Look below for lines that hold the string "door" and copy each one.

═══ Records for processing

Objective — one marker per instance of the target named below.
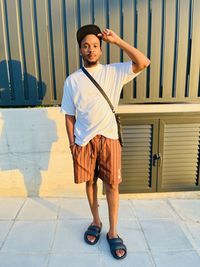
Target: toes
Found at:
(91, 238)
(120, 252)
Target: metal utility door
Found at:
(179, 142)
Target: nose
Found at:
(91, 49)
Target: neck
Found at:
(90, 64)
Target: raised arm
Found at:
(140, 61)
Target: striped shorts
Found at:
(100, 158)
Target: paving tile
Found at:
(9, 207)
(125, 209)
(189, 209)
(177, 259)
(131, 234)
(194, 229)
(76, 208)
(4, 229)
(152, 209)
(165, 235)
(137, 259)
(39, 209)
(18, 260)
(30, 236)
(75, 260)
(69, 236)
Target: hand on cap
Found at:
(109, 36)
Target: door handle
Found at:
(156, 157)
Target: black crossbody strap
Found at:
(98, 87)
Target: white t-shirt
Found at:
(82, 99)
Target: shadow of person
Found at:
(26, 135)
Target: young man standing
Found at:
(92, 128)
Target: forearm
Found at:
(135, 55)
(140, 61)
(69, 123)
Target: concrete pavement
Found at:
(48, 232)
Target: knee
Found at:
(91, 183)
(110, 188)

══════

Expected answer:
Target: metal utility door
Target: door handle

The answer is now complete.